EXERCISE DESCRIPTION =
Wherever an image appears in the records, exclude it, and reproduce everything else exactly.
INPUT MATERIAL Block Start
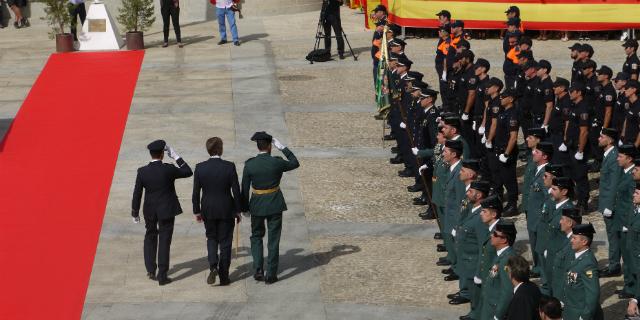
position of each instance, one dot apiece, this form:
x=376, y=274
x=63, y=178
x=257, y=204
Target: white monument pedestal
x=99, y=31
INPUT MATERIAL Block End
FINISHED TASK =
position of each instance, one dot apiece, this form:
x=376, y=274
x=63, y=178
x=257, y=204
Target: white monument pedestal
x=99, y=31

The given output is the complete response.